Questions
- 1) In the report on Ambassador Scott Brown, who made the complaints against him?
- 2) Reproduce everything in the report on Ambassador Scott Brown from "U.S. Ambassador to" down to "to the Guardian.".
- 3) Pick up the report on Ambassador Scott Brown after its last sentence and continue writing it.

Text under study
----

U.S. Ambassador to New Zealand Scott Brown said he accepted advice that he should be more culturally aware following an official American inquiry into his conduct at a Peace Corps event in Samoa, the Stuff website reported on Wednesday.
Brown said that he was unaware at the time of the event in July that there were any complaints about his behavior or that his comments could be interpreted as offensive.
The complaint related to his arrival at the event, when he told some of the guests that they looked beautiful and that he told a woman serving food and drinks that she could make hundreds of dollars in the hospitality industry in the United States.
The complaints against Brown came from two serving female members of the Peace Corps, according to the Guardian.
Brown attributed the controversy to a cultural misunderstanding, telling Stuff that "We are in a different culture: even though we all speak English, sometimes when we say one thing it means the complete different thing."

----

Information provided

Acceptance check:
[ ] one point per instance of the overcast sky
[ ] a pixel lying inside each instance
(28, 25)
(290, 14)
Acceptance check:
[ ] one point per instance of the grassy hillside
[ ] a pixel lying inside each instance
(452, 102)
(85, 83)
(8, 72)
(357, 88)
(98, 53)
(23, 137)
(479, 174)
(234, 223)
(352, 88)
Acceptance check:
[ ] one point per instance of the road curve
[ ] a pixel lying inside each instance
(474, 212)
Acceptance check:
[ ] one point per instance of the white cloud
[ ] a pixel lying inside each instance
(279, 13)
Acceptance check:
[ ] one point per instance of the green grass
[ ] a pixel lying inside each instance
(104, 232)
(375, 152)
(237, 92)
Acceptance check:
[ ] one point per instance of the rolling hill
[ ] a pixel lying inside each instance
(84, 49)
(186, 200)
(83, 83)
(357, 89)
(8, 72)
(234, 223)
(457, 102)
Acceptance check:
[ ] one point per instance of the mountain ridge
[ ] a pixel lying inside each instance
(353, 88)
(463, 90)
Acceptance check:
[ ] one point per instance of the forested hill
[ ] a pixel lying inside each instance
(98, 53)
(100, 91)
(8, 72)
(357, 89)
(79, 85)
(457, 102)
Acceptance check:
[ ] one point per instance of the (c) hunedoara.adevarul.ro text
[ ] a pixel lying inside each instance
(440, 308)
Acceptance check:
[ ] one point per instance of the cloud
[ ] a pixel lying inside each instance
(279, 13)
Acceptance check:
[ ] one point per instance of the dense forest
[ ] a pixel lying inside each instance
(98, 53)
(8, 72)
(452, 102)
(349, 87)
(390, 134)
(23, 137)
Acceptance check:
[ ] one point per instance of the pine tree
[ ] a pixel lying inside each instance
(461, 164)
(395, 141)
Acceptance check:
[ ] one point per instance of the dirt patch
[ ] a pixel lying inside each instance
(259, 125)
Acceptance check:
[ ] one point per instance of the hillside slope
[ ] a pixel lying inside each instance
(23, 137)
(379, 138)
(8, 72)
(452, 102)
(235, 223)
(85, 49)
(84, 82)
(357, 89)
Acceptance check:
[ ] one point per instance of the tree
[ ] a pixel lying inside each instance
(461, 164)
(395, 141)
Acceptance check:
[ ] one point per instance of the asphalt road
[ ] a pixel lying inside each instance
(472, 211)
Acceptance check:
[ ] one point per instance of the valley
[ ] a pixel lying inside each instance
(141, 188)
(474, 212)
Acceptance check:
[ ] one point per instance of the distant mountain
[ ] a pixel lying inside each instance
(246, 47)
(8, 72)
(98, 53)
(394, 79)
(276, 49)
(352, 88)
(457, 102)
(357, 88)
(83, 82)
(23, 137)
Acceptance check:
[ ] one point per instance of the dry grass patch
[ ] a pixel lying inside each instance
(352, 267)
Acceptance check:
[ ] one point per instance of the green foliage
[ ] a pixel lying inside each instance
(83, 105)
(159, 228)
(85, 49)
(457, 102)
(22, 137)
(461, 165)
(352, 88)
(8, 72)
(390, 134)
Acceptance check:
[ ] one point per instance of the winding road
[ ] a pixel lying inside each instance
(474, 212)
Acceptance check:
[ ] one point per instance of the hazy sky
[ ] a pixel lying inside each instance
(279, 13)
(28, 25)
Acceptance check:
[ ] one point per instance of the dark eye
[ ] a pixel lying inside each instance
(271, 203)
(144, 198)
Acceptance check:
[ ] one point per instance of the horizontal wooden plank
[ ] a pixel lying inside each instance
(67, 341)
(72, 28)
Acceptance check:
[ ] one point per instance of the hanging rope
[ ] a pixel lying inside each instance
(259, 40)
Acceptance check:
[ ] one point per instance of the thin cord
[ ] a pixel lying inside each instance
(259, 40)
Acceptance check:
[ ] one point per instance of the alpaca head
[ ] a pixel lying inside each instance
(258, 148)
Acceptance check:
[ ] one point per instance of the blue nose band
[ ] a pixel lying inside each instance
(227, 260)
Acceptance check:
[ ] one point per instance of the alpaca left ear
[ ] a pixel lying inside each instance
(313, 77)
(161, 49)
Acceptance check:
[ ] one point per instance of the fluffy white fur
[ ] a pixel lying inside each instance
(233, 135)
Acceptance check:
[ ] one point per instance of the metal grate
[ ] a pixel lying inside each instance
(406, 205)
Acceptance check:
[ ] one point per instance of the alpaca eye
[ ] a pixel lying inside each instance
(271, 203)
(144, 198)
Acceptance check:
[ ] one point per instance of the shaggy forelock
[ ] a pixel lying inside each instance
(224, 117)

----

Answers to the exercises
- 1) Two serving female members of the Peace Corps.

- 2)
U.S. Ambassador to New Zealand Scott Brown said he accepted advice that he should be more culturally aware following an official American inquiry into his conduct at a Peace Corps event in Samoa, the Stuff website reported on Wednesday.
Brown said that he was unaware at the time of the event in July that there were any complaints about his behavior or that his comments could be interpreted as offensive.
The complaint related to his arrival at the event, when he told some of the guests that they looked beautiful and that he told a woman serving food and drinks that she could make hundreds of dollars in the hospitality industry in the United States.
The complaints against Brown came from two serving female members of the Peace Corps, according to the Guardian.

- 3)
The ambassador, however, also said he suspected that there was an element of political motivation behind the complaint, because at the event there were many people who did not like President Donald Trump."
Brown, a former senator from Massachusetts who was one of the president’s earliest and most vocal supporters, was one of the first ambassadors selected by Trump, according to WBUR.
A spokesperson for the U.S. embassy in Wellington told the Guardian that "Ambassador Brown has nothing to add to the comments he made in this afternoon’s interview."